Skip to content

MarcellGranat/pyntagma

Repository files navigation

Pyntagma

Coverage Status Python Version License

Pyntagma is a Python library for creating and managing complex data extraction pipelines with ease. Its name is derived from the Greek word 'Syntagma', meaning 'composition', symbolizing that this package fits for semi-structured documents.

Features

  • PDF Document Processing: Extract and analyze text, words, and lines from PDF documents
  • Multi-file Document Support: Handle documents that span multiple PDF files
  • Precise Positioning: Track exact coordinates and positions of text elements
  • Type-safe Design: Built with Pydantic models for robust data validation
  • Silent PDF Processing: Suppresses verbose logging during PDF operations
  • Flexible Cropping: Extract specific regions from PDF pages

Installation

Install Pyntagma using:

pip install pyntagma

Quick Start

Basic Document Processing

from pyntagma import Document
from pathlib import Path

# Create a document from one or more PDF files
doc = Document(files=[
    Path("document-part1.pdf"),
    Path("document-part2.pdf")
])

# Access pages
print(f"Total pages: {len(doc.pages)}")

_Task to carry out_: Copy out the passage of the Pyntagma page starting at "MarcellGranat/pyntagma" and ending at "for semi-structured documents.".

_Records provided_:

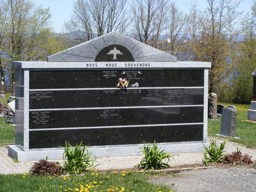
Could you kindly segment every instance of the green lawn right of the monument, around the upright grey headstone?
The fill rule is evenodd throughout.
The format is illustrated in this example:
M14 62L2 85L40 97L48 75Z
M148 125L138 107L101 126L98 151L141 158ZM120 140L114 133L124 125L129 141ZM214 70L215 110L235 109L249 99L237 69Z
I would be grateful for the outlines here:
M223 104L228 107L228 105L236 106L236 110L238 111L237 118L237 132L236 137L240 139L231 139L229 141L234 141L247 147L256 147L256 123L246 122L247 120L247 110L250 109L249 104L234 104L234 103L218 103ZM221 130L221 117L217 117L220 121L212 121L208 119L208 136L212 137L215 134L220 134ZM224 137L223 137L224 138Z

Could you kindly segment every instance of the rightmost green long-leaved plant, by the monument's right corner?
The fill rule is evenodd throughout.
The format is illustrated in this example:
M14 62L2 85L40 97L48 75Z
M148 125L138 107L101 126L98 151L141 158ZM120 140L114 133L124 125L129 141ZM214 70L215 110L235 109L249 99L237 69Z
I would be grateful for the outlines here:
M227 139L221 143L221 146L217 146L216 144L216 138L215 138L215 141L214 139L211 139L209 141L210 143L210 146L209 148L207 148L207 146L203 146L205 152L204 152L204 157L203 157L203 163L204 164L208 164L208 163L219 163L219 162L222 162L222 159L226 156L226 154L223 154L225 153L224 151L224 147L225 147L225 144L227 142Z

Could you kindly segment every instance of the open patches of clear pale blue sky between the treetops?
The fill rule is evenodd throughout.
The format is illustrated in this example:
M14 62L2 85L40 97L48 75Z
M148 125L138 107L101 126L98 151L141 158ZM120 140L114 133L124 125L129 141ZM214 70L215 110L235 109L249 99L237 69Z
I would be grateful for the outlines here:
M233 0L238 1L238 0ZM50 8L52 13L51 22L53 23L52 27L54 28L55 32L59 33L62 30L62 26L64 20L67 22L72 14L73 9L73 1L72 0L34 0L33 2L36 5L42 5L43 8ZM188 13L188 6L190 3L194 2L194 0L177 0L176 6L178 9L182 10L184 13ZM198 0L198 9L205 10L207 7L206 0ZM253 4L253 0L242 0L238 11L244 11L247 13L250 11L250 7Z

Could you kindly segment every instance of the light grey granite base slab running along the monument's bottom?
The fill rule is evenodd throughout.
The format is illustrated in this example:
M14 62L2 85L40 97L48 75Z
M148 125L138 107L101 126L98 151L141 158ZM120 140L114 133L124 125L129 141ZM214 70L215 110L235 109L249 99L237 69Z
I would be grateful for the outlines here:
M204 143L205 146L209 147L209 142ZM116 147L90 147L92 153L96 157L121 157L121 156L135 156L135 155L143 155L139 147L140 145L133 146L116 146ZM194 153L194 152L203 152L203 143L202 142L180 142L180 143L158 143L158 146L161 147L161 150L165 150L171 154L173 153ZM62 148L56 148L55 150L51 148L51 150L36 150L36 151L28 151L24 152L20 150L16 145L8 146L8 154L17 158L18 161L38 161L38 159L46 159L48 160L59 160L62 159L63 155Z

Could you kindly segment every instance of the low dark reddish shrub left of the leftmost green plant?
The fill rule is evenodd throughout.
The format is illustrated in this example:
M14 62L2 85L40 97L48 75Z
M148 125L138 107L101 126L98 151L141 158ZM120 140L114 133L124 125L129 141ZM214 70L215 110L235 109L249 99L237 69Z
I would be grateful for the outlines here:
M59 175L61 174L61 167L58 165L59 162L49 162L41 159L39 162L35 162L31 167L31 175Z

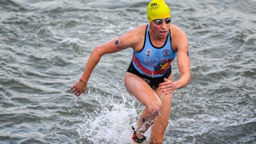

_Solution_:
MarcellGranat/pyntagma

Repository files navigation

Pyntagma

Coverage Status Python Version License

Pyntagma is a Python library for creating and managing complex data extraction pipelines with ease. Its name is derived from the Greek word 'Syntagma', meaning 'composition', symbolizing that this package fits for semi-structured documents.